About this exercise
While copying the entries exactly, leave out each picture they contain.

Source data

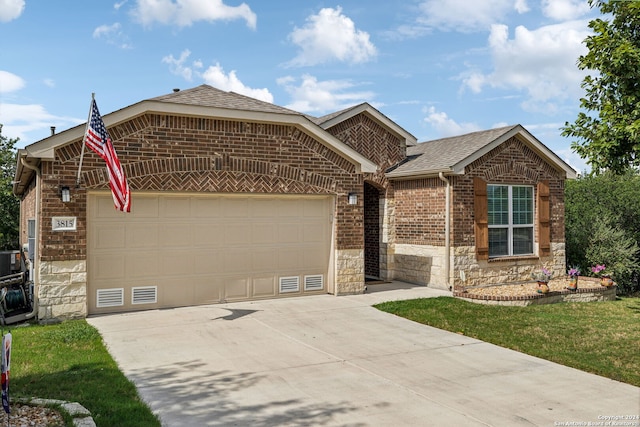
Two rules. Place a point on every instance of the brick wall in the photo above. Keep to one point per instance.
(420, 211)
(371, 140)
(418, 240)
(172, 153)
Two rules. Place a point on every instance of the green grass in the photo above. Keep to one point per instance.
(69, 362)
(599, 337)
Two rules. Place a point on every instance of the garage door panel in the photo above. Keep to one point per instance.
(108, 266)
(142, 265)
(236, 208)
(208, 235)
(176, 263)
(236, 288)
(176, 207)
(141, 236)
(176, 235)
(289, 232)
(263, 286)
(289, 259)
(263, 233)
(207, 289)
(314, 232)
(201, 249)
(208, 262)
(141, 208)
(314, 257)
(263, 260)
(291, 208)
(264, 208)
(109, 237)
(207, 207)
(235, 260)
(237, 234)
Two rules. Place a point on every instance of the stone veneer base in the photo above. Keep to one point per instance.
(579, 295)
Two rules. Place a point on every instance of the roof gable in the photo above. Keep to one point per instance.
(451, 155)
(333, 119)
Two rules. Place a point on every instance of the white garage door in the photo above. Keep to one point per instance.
(186, 249)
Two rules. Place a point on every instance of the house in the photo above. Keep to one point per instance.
(236, 199)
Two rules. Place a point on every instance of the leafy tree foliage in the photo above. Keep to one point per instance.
(9, 204)
(602, 219)
(608, 133)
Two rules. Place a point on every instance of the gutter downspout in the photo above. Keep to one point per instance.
(36, 274)
(447, 230)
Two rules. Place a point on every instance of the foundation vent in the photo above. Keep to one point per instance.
(314, 283)
(144, 295)
(110, 297)
(289, 284)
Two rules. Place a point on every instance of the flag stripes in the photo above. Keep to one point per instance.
(97, 138)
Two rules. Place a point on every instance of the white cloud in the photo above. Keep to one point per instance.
(9, 82)
(563, 10)
(180, 67)
(465, 15)
(19, 120)
(541, 62)
(330, 36)
(313, 96)
(184, 13)
(118, 5)
(215, 76)
(521, 6)
(10, 9)
(112, 34)
(446, 126)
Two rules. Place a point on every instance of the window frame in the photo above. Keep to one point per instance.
(510, 226)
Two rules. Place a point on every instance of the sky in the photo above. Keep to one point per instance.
(437, 68)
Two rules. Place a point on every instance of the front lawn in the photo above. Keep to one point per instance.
(69, 362)
(597, 337)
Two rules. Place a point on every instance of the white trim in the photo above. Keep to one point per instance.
(510, 226)
(45, 149)
(112, 297)
(289, 284)
(144, 295)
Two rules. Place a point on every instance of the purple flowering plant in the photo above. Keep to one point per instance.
(599, 269)
(544, 275)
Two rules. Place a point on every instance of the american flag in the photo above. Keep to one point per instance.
(97, 138)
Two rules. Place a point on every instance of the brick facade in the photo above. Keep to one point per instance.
(419, 217)
(396, 230)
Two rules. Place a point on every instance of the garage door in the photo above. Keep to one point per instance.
(186, 249)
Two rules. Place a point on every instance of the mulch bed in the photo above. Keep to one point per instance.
(531, 288)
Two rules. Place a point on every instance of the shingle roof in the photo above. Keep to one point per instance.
(208, 96)
(443, 154)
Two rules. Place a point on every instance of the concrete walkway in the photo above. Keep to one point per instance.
(337, 361)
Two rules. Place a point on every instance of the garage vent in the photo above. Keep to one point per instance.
(144, 295)
(289, 284)
(110, 297)
(313, 283)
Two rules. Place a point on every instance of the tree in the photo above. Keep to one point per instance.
(608, 133)
(9, 203)
(602, 221)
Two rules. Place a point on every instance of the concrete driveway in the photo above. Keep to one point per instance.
(337, 361)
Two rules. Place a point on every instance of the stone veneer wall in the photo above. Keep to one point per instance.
(420, 264)
(505, 270)
(62, 291)
(350, 271)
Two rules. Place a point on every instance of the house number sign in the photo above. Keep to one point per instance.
(63, 223)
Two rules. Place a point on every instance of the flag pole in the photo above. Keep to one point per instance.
(93, 97)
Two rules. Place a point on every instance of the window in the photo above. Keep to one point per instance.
(510, 219)
(31, 238)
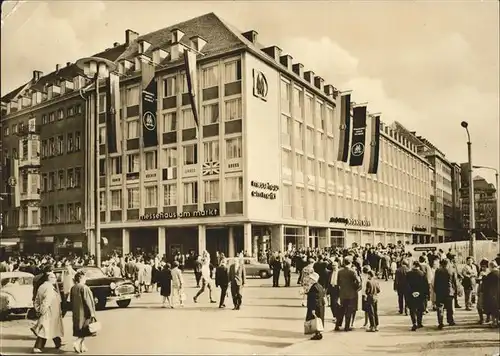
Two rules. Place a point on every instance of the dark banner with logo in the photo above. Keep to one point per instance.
(149, 96)
(345, 127)
(358, 136)
(113, 132)
(375, 145)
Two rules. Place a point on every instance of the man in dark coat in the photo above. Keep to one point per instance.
(349, 285)
(417, 292)
(445, 288)
(401, 286)
(222, 281)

Answer below
Two rules. Place a point on every instance of the brick wall in the photo above. Keep to one point per instance.
(420, 211)
(371, 140)
(418, 240)
(172, 153)
Two rules. Place a point on every instance of the green grass in the photo above. Keep to one point per instance.
(69, 362)
(599, 337)
Two rules. Place a point on every instance of the garage door panel in the photo above. Keep to one point per instance.
(108, 266)
(142, 265)
(236, 208)
(208, 235)
(176, 263)
(236, 288)
(176, 207)
(141, 236)
(176, 235)
(289, 232)
(263, 286)
(289, 259)
(263, 233)
(207, 289)
(314, 232)
(201, 249)
(208, 262)
(141, 208)
(314, 257)
(263, 260)
(291, 208)
(264, 208)
(109, 237)
(207, 207)
(235, 260)
(237, 234)
Two rules. Place a point on every instance of the stone veneer base in the photo above. Keep to one point per instance.
(579, 295)
Two rules. Place a point on every instance of the roof gable in the photo above. Keep to one point per instance.
(451, 155)
(333, 119)
Two rules. Place a point on every instance of the white garage door in the photo above. Keep to one point per instance.
(186, 249)
Two rules. Place a point on every instance of the house in the photo above. Keep to one point per instance.
(236, 199)
Two rules. Place a point on every instance of the leafy tree foliage in the photo above. Keep to one point per instance.
(9, 204)
(602, 219)
(608, 133)
Two rules. Place a point on every instance of the gutter downspout in the photo above. Keep to one point per instance.
(36, 274)
(447, 230)
Two rules. Place a point on every instance of the foundation vent in the photo above. Keep to one point per instance.
(314, 283)
(144, 295)
(110, 297)
(289, 284)
Two rules. Place a point on every instance of the flag stripes in the photo above. Keep to one point per instance.
(97, 138)
Two rules. Place a point on every instance of the white cloud in the photo above. Keep to one point per instance.
(9, 82)
(563, 10)
(180, 67)
(465, 15)
(19, 120)
(541, 62)
(330, 36)
(313, 96)
(184, 13)
(118, 5)
(215, 76)
(521, 6)
(10, 9)
(112, 34)
(446, 126)
Two rules. Place a point on every instance of the window frame in the photo above. Keep to one point per instance.
(510, 226)
Two rules. Place a point on every instance of the sky in the photo above. Keep to one point per instance.
(437, 68)
Two rules. Place a point on every instance of the front lawn in the photo above. Keep to one point per instance.
(69, 362)
(597, 337)
Two rules. Place a point on every instance of the white trim in the photo above. Keep to one point per instance.
(510, 226)
(45, 149)
(112, 297)
(289, 284)
(144, 295)
Two rules. Place a point on every instance of the purple flowering plant in the photo above. Keep to one point per instance.
(599, 269)
(544, 275)
Two rules. Place a point on every instance of the american flag in the photo above. Keep to one point per instance.
(97, 138)
Two rules. Place a point on every instance of the brick facade in the photo above. Keep to one point per instance.
(419, 217)
(396, 230)
Two rules. Place a point on every instance of the garage door in the photo above. Keep to one point per instance.
(186, 249)
Two rules. Place a point on every instance of the mulch bed in the photo above. Keep to one point per instance.
(531, 288)
Two rules. Place a point on every instance of the shingle roof in the photo above. Keep to one point per instance.
(208, 96)
(443, 154)
Two rules. Place a point on every instance of the concrete walkway in the photo above. Keep to one point per instance.
(337, 361)
Two rules. Place a point on every instance of the garage vent in the photo above. Keep to one point per instance.
(144, 295)
(289, 284)
(110, 297)
(313, 283)
Two rules. Place a point on every instance of the tree in the photo above. Keep to one point per instance.
(608, 133)
(9, 203)
(602, 221)
Two rules. Place a point on every instance of the concrete driveway in the photo above. Keep to one point per instance.
(337, 361)
Two rules. Place a point on every instance of the stone veneer wall in the photo above. Keep to one point per instance.
(420, 264)
(505, 270)
(62, 291)
(350, 271)
Two rules. Place a point on every instance of the house number sign in the photo above. Keep to one point per instance.
(63, 223)
Two rules. Place a point on every instance of the flag pole in the photo above. Keep to one point per instance.
(93, 97)
Two rules. Place a point on every instance of the window in the photo above. Keep to one point per instance.
(510, 219)
(31, 238)
Two rules. Place a point on every instance of the dark banner with logo in the photo above. Keep to one point per instance.
(149, 96)
(345, 127)
(358, 136)
(113, 132)
(375, 145)
Two rules. Place a point on every instance of the man in dark coat in the photo above. Keep to one point per instance.
(349, 285)
(417, 292)
(445, 288)
(401, 286)
(222, 281)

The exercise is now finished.